*** Raw data ***

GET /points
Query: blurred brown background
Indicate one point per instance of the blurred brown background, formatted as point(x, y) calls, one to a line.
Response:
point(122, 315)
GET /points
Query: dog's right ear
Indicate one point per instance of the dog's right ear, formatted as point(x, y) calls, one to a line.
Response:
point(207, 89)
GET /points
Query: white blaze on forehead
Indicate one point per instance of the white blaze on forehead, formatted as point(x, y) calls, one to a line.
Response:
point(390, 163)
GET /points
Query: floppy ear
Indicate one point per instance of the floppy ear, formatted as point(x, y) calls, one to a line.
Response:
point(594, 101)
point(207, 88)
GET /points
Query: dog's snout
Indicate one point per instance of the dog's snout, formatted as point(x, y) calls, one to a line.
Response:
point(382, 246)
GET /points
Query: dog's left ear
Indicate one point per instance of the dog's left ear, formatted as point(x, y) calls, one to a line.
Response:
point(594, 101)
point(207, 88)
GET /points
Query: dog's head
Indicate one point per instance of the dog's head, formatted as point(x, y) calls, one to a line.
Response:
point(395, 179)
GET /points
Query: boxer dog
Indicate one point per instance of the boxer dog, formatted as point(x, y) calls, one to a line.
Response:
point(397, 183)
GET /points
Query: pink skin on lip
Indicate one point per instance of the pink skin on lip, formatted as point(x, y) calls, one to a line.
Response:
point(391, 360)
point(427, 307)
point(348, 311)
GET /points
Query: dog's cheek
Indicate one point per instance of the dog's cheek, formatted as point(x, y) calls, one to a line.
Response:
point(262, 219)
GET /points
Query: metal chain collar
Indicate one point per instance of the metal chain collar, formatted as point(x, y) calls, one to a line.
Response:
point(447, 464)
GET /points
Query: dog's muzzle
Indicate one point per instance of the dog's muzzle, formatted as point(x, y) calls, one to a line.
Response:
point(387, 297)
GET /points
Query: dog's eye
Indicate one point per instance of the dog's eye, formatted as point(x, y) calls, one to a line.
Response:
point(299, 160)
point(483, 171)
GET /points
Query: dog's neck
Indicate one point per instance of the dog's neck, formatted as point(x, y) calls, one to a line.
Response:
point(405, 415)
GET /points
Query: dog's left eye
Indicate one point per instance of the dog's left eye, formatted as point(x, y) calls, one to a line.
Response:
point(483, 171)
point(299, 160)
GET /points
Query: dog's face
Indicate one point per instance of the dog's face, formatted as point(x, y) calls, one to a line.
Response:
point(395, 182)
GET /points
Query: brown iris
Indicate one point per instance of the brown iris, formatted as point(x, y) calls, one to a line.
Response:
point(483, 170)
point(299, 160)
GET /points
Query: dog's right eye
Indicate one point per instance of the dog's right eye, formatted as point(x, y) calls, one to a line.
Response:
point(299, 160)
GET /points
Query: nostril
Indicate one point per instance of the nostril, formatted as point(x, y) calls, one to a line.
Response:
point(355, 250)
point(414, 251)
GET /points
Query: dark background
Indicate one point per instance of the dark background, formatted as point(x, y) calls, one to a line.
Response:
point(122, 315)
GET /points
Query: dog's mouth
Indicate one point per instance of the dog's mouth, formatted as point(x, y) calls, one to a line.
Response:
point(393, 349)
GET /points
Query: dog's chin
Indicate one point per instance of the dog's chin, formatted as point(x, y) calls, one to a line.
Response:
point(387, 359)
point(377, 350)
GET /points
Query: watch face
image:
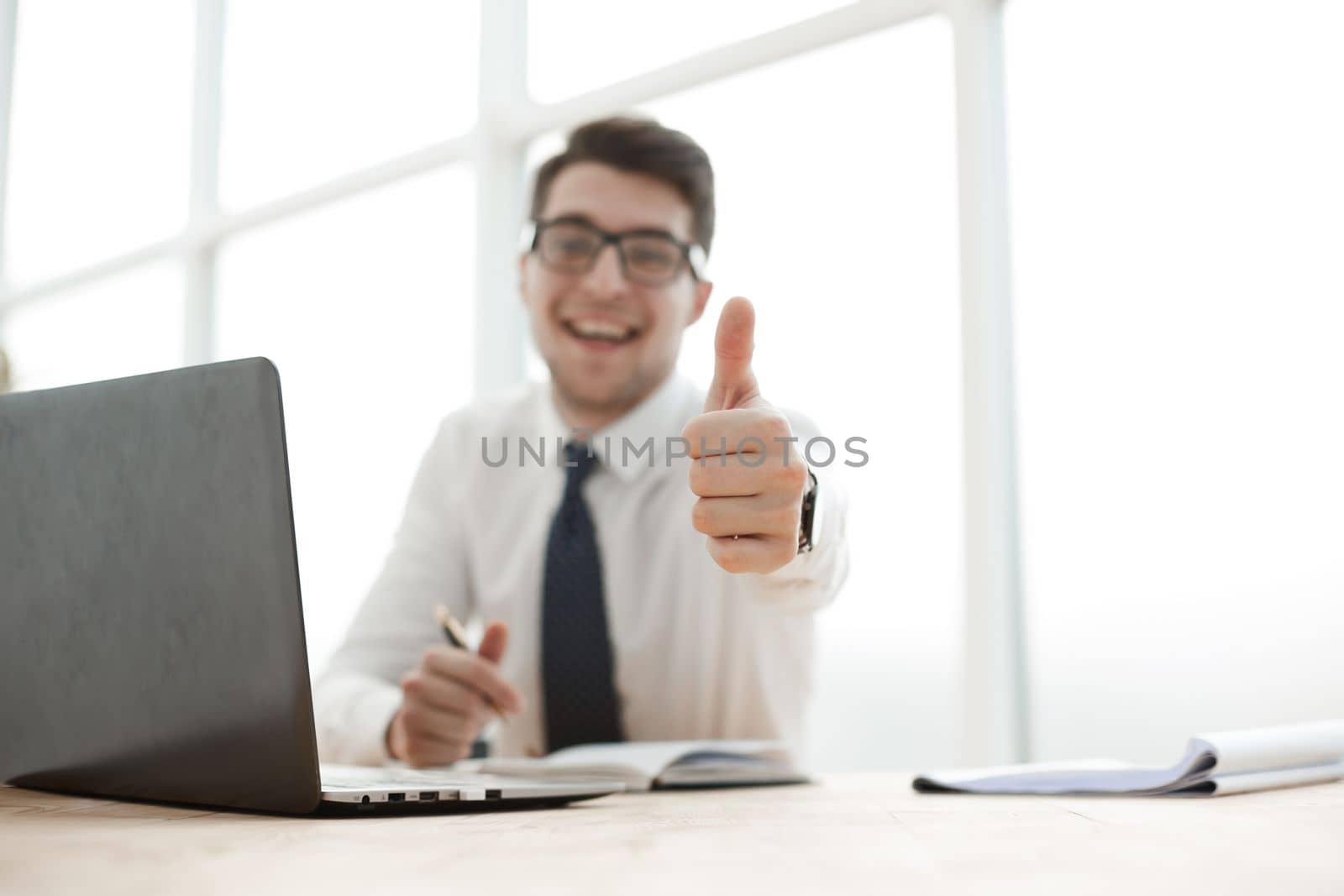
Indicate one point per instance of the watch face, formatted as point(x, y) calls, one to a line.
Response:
point(810, 515)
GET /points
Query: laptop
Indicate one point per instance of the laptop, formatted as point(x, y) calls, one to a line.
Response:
point(151, 629)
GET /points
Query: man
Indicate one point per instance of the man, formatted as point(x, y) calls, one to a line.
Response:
point(652, 580)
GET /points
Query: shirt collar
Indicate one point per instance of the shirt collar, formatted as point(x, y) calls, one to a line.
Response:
point(638, 441)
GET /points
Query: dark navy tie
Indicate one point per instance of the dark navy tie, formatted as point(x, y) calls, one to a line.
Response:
point(577, 669)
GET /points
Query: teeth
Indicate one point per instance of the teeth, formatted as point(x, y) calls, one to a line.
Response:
point(600, 329)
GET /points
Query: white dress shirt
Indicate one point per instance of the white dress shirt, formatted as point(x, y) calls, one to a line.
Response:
point(699, 652)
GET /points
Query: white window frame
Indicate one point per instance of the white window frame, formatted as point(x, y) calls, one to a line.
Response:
point(994, 687)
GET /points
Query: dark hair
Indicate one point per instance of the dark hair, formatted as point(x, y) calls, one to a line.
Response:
point(644, 147)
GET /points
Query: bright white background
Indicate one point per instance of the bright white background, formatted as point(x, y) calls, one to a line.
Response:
point(1176, 230)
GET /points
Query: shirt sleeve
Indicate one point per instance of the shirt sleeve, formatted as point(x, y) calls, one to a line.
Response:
point(812, 579)
point(358, 694)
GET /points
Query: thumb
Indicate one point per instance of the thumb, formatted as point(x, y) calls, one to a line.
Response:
point(494, 641)
point(734, 383)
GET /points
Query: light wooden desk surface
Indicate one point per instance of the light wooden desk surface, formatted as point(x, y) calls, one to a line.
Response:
point(850, 833)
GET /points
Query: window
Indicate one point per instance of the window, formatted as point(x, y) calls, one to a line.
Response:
point(315, 89)
point(360, 307)
point(585, 45)
point(1176, 230)
point(100, 132)
point(116, 327)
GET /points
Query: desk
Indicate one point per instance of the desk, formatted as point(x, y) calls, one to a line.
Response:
point(850, 833)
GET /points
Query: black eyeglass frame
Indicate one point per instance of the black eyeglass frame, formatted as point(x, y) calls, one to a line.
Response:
point(692, 254)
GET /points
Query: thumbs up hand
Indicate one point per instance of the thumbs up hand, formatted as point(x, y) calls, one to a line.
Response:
point(746, 468)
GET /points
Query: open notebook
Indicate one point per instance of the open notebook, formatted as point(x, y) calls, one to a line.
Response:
point(1229, 762)
point(658, 765)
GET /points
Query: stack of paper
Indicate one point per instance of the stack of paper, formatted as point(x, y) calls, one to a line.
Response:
point(1216, 765)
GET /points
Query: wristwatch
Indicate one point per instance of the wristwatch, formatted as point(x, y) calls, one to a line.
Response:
point(808, 524)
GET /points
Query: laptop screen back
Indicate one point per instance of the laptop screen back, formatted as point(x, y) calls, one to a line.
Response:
point(151, 631)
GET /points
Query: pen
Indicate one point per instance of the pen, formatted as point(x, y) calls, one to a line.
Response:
point(457, 637)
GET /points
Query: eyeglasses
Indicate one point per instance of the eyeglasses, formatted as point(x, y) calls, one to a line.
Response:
point(648, 257)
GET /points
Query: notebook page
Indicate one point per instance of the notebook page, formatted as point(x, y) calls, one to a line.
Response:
point(1281, 747)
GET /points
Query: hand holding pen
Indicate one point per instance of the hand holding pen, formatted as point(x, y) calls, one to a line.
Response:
point(449, 696)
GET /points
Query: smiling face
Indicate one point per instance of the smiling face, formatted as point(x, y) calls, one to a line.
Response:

***

Each entry is to be output exactly, and no picture is to appear.

Solution for this task:
GET /points
Query: blurred brown background
Indicate one point per instance of the blurred brown background, formatted as point(x, y) calls, one to a line.
Response:
point(122, 315)
GET /points
Query: dog's right ear
Indicate one point per instance of the dog's right ear, formatted as point(x, y) calls, one to a line.
Response:
point(207, 89)
GET /points
Query: white blaze on forehead
Indicate one point per instance of the white blaze on forehead, formatted as point(x, y) calls, one to a line.
Response:
point(390, 163)
GET /points
Query: floppy ear
Indicate one point per instance of the floppy ear, formatted as point(x, y) calls, one to a line.
Response:
point(594, 101)
point(207, 88)
GET /points
Query: dog's snout
Indicate one point per instance of the dog's snout, formatted as point(x, y) calls, one to a line.
Response:
point(382, 246)
GET /points
Query: dog's left ear
Indicate one point per instance of the dog's left ear, formatted as point(x, y) calls, one to a line.
Response:
point(594, 101)
point(207, 88)
GET /points
Query: dog's head
Indicate one point per instance of the dog's head, formatted as point(x, y) calls, one to a line.
Response:
point(395, 179)
GET /points
Query: boxer dog
Indicate one point per instance of the boxer dog, formatted as point(x, y) calls, one to a line.
Response:
point(397, 183)
GET /points
Query: pink skin on lip
Indicate one point per instance of the pink skin on lip, formatted as point(x, y) calls, one to a line.
Response:
point(391, 360)
point(427, 307)
point(348, 311)
GET /points
Query: dog's cheek
Indicate one point per instance of the dog's cheek, formatted as point(x, y) calls, one to a line.
Response:
point(262, 219)
GET /points
Query: metal chain collar
Indicate one point per instance of the metal chain collar, formatted as point(x, y) calls, one to a line.
Response:
point(447, 464)
GET /points
Query: dog's muzzle
Indicate one point per instance of the dog's muzzle, formatted as point(x, y) calls, one to a line.
Response:
point(387, 297)
GET /points
Query: dog's eye
Indicate one point per instance of the dog's eye, formatted as point(x, y) calls, one to a line.
Response:
point(299, 160)
point(483, 171)
GET /points
Query: dog's neck
Indicate one point per instance of the dog's neck, formatted as point(x, y) calls, one to a line.
Response:
point(405, 415)
GET /points
Query: dog's left eye
Indicate one point per instance of the dog's left eye, formatted as point(x, y) calls, one to a line.
Response:
point(483, 171)
point(299, 160)
GET /points
Query: dog's face
Indicate one point per instance of the dog's face, formatted as point(x, y) calls, one to a line.
Response:
point(395, 182)
GET /points
Query: brown iris
Indicate one point per instance of the brown iris, formatted as point(x, y) calls, one to a line.
Response:
point(483, 170)
point(299, 160)
GET /points
Query: dog's right eye
Indicate one point per instance of the dog's right eye, formatted as point(x, y) calls, one to a line.
Response:
point(299, 160)
GET /points
Query: nostril
Indicate one point per instance of the nostril, formatted as point(x, y) calls, one to a line.
Response:
point(355, 250)
point(414, 251)
GET /points
Query: dark background
Indicate one point per instance of the dark background, formatted as point(x, y) calls, one to a line.
Response:
point(122, 315)
GET /points
Query: dog's mouth
Indicate one point per instance of the dog's mouth, formatted as point(x, y) calls, one to a line.
Response:
point(393, 349)
GET /points
Query: dog's chin
Indicate one point per instance of the dog's chin, formatted as point(x, y) calls, one to a line.
Response:
point(387, 359)
point(377, 350)
GET /points
Query: watch face
image:
Indicate one point per instance of the watch face, formatted as point(x, y) calls, one to a line.
Response:
point(810, 515)
GET /points
Query: laptop
Indicate one point per instance of the laptop, formatted as point(x, y) calls, one to a line.
Response:
point(151, 629)
GET /points
Query: man
Indicate one point per instance of the man, formatted as point(x, y) calls, one to a line.
Response:
point(652, 580)
GET /points
Query: shirt collar
Indicate one point per instance of the shirt collar, formatted as point(x, y) calls, one to a line.
Response:
point(638, 441)
GET /points
Query: dark navy tie
Indicate one point per instance of the dark navy tie, formatted as point(x, y) calls, one to a line.
Response:
point(577, 669)
GET /points
Query: teeth
Indicate one point per instance of the teeth, formatted as point(x, y) calls, one to a line.
Response:
point(600, 329)
GET /points
Query: white dress shirt
Indicate one point per instance of the white dress shirt, formatted as point(x, y) calls, one to a line.
Response:
point(699, 652)
GET /points
Query: white window frame
Indicate one point per instance of the white window frame, formatted as point(x, y) calls, one to a line.
Response:
point(994, 687)
GET /points
Query: dark hair
Indicate one point per instance of the dark hair, formatted as point(x, y) calls, one to a line.
Response:
point(644, 147)
GET /points
Query: bright white background
Indicate one point per instance of the bright white background, formatted as point(x, y) calls, one to a line.
Response:
point(1176, 230)
GET /points
Query: shirt sleeve
Indicate one point per instance of the shirt sleeve, formatted as point(x, y) calls, one to a line.
Response:
point(812, 579)
point(358, 694)
GET /points
Query: thumb
Indicate one point per instance of the thumb, formatted as point(x, y) calls, one to a line.
Response:
point(494, 641)
point(734, 383)
GET /points
Query: light wooden desk surface
Indicate one point per instance of the light wooden desk surface, formatted as point(x, y) calls, one to a line.
Response:
point(850, 833)
GET /points
Query: window
Indicate one point per instance of the window, formatted as point(x, y) calls, one to a line.
Response:
point(315, 89)
point(360, 307)
point(585, 45)
point(1176, 230)
point(100, 132)
point(116, 327)
GET /points
Query: desk
Indicate one point per instance of the desk, formatted as point(x, y) calls, one to a line.
Response:
point(850, 833)
GET /points
Query: black eyeglass frame
Indicate one point per instance of the black eyeglass frame, formatted as point(x, y) calls, one to a line.
Response:
point(692, 254)
GET /points
Query: thumbs up hand
Indicate one point per instance of the thumbs up hand, formatted as point(x, y) calls, one to a line.
Response:
point(746, 468)
GET /points
Query: open notebook
Indicate one point per instance of the open notebook, formatted as point(x, y) calls, one to a line.
Response:
point(1229, 762)
point(658, 765)
GET /points
Query: stack of paper
Indicate one point per instance of the stack of paper, formatted as point(x, y) calls, one to a line.
Response:
point(1216, 765)
GET /points
Query: wristwatch
Indicate one point per instance of the wristwatch, formatted as point(x, y) calls, one to a line.
Response:
point(808, 524)
GET /points
Query: laptop screen back
Indicate one point per instance of the laptop screen back, formatted as point(x, y) calls, one to a line.
Response:
point(151, 631)
GET /points
Query: pen
Indicate one point per instance of the pen, formatted as point(x, y) calls, one to a line.
Response:
point(457, 637)
GET /points
Query: eyeglasses
Indicate one point per instance of the eyeglasses, formatted as point(x, y) calls, one to a line.
Response:
point(648, 257)
GET /points
Query: notebook page
Indicate one point per instance of the notebook page, formatted as point(x, y) calls, one to a line.
Response:
point(1281, 747)
GET /points
Query: hand holding pen
Indicate one point per instance of the hand holding pen, formatted as point(x, y) calls, one to a line.
Response:
point(449, 696)
GET /points
Query: smiling face
Indicate one point per instance of the smiling face, formatted as point(x, y) calls, one to a line.
Response:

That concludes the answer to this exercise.